#### [TASK 1]
Rewrite the rows below, from the first row up to and including the row with "pixel 132 255", as a Markdown table with the columns n and Line, numbering each line and leaving out blank lines.

───── PASSAGE GIVEN ─────

Vladimir Putin’s power in Russia can often look unassailable. However much Western media might champion potential opponents, the president maintains a tight grip, and it’s easy to see why. Any successor to Putin who was not a puppet would very likely seek to establish their anti-corruption credentials and re-establish Russia’s international credibility by expropriating Putin and others among Russia’s super rich.
Several analysts and commentators have suggested that Putin may currently be the world’s richest man. It shouldn’t come as a surprise. The Russian economy essentially operates a kind of tribute system. The rich hold their assets by consent of the state, and in turn ensure that state officials get their share.
Putin may sometimes talk about retirement from the stress of his job, but he has also signalled he will run in the next Russian presidential elections, due in March 2018. So could regime change come through democracy? Short answer: unlikely.
Discussions about some of the possible challengers, in particular the anti-corruption campaigner Alexei Navalny are interesting, but do not expect any of them to succeed. The Putin regime will control outcomes in this electoral cycle as it has in elections throughout the Putin era. There is simply too much at stake.
How does this happen? First, Putin uses absolute control over national television to shamelessly portray himself as the saviour of Russia and source of stability and strength in a hostile world. Regime opponents also find their reputations blackened or, more often, they are ignored and “un-personed”.

───── DATASET ROWS ─────

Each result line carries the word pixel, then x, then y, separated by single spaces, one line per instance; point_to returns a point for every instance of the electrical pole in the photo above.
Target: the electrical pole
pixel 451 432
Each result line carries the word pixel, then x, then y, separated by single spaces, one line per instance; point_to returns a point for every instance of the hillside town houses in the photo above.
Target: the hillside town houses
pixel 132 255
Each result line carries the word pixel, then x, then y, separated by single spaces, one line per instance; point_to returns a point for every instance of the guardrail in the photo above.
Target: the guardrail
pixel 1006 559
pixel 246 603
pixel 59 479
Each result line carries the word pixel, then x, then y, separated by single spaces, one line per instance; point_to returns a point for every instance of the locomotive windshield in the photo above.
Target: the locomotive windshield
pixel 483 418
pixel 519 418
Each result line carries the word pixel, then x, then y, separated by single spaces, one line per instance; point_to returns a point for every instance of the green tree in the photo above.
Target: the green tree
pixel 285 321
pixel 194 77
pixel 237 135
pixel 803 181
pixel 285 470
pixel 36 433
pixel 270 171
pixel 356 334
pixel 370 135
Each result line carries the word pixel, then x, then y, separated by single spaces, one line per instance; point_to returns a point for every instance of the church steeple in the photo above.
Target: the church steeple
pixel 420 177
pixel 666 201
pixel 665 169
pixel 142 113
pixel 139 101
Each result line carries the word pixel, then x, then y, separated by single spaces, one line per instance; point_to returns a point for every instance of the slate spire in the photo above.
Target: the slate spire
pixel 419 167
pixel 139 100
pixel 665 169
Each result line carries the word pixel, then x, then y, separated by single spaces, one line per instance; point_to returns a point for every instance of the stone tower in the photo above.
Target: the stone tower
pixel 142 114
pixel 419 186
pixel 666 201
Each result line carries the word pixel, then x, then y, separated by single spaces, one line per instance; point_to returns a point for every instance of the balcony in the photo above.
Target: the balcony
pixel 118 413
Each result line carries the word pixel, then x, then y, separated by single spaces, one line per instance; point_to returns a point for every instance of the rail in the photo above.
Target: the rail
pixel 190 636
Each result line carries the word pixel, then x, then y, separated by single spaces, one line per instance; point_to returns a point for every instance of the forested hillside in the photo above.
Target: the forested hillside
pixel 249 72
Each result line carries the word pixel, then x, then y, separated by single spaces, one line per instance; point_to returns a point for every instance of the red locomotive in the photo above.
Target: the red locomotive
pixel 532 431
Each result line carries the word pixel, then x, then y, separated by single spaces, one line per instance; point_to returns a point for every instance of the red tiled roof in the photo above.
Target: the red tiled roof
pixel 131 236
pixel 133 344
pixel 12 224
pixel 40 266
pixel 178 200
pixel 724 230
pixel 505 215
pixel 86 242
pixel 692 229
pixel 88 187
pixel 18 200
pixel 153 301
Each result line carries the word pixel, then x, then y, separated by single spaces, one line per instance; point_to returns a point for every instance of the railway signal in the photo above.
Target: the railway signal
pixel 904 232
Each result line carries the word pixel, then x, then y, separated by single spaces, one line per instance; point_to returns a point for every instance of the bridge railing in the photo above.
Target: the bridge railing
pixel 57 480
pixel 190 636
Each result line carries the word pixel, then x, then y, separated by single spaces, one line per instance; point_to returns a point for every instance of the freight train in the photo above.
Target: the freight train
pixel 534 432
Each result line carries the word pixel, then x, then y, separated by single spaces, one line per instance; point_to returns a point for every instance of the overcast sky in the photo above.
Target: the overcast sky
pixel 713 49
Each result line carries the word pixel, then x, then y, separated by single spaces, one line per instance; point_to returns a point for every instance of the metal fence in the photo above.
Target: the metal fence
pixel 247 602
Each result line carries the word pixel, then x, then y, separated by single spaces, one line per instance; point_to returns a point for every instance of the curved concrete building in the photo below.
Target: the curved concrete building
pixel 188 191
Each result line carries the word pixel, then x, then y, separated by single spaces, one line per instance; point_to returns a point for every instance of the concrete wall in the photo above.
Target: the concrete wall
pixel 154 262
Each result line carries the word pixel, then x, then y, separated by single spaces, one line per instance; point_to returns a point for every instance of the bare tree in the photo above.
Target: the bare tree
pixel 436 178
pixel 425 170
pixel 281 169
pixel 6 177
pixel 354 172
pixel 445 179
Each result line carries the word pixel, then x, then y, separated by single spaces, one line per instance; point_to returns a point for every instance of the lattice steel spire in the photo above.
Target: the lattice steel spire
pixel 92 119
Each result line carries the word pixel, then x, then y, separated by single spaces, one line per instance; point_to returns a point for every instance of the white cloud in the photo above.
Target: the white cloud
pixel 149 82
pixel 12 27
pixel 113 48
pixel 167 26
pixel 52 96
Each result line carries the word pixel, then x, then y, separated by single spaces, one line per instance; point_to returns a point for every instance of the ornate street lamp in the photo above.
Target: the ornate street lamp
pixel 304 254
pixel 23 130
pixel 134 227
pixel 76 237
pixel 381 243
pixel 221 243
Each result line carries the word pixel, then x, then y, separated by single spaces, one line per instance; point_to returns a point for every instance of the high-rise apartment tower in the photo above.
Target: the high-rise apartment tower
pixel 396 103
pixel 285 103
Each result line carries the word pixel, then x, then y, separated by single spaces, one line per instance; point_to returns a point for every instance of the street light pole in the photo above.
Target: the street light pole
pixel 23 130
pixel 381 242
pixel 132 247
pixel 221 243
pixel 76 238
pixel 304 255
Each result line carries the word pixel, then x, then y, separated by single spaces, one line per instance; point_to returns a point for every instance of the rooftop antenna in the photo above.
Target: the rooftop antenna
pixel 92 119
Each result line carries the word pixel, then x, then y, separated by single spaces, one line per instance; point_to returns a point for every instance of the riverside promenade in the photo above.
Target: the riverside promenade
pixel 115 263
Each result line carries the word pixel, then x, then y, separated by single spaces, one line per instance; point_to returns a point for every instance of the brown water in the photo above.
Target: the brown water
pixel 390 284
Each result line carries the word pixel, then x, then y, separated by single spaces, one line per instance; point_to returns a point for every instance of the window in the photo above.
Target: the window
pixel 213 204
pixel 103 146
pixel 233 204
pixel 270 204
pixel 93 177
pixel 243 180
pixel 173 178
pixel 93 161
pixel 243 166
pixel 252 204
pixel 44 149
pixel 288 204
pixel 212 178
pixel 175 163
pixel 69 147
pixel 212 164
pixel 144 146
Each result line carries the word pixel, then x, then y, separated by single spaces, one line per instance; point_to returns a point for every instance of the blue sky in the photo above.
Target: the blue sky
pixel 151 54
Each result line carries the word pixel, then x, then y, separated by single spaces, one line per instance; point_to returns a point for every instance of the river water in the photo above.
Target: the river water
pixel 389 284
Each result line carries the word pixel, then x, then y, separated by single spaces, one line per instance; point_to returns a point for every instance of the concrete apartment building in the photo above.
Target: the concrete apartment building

─────

#### [TASK 2]
Extend the article about Putin's grip on power in Russia, picking up after its final sentence.

#### [EXPECTED OUTPUT 1]
| n | Line |
|---|---|
| 1 | Each result line carries the word pixel, then x, then y, separated by single spaces, one line per instance; point_to returns a point for every instance of the electrical pole in the photo above. |
| 2 | Target: the electrical pole |
| 3 | pixel 451 432 |
| 4 | Each result line carries the word pixel, then x, then y, separated by single spaces, one line per instance; point_to returns a point for every instance of the hillside town houses in the photo above. |
| 5 | Target: the hillside town houses |
| 6 | pixel 132 255 |

#### [EXPECTED OUTPUT 2]
As a result, for all the Western attention on Navalny, pollsters tell us that just under half of Russians don’t know who he is. By contrast, since the seizure of Crimea in 2014, Putin’s personal approval ratings have remained at around the 80% level.
A second vital tool of control over outcomes is abuse of the electoral process and of electoral law. Politicians and parties who give the appearance of opposition while ultimately supporting Kremlin wishes are routinely allowed on to the ballot paper. Genuine critics, meanwhile, are prevented from standing through technicalities such as claims that their nomination papers contained forged signatures as happened in with liberal politician, Grigory Yavlinsky, in 2012
Russian law says anyone convicted of a crime is unable to run for president, although the Russian constitution only excludes those currently behind bars. Navalny has served many short jail terms, and was convicted of fraud and sentenced to five years in 2013, although the sentence was immediately suspended – presumably on Kremlin orders. The state-controlled Central Electoral Commission will decide whether he is allowed to run for office around the new year. Presumably, their decision will be based on whether the Kremlin calculates that it would be better for Putin to be seen to win a genuine contest, or a blatantly fraudulent one.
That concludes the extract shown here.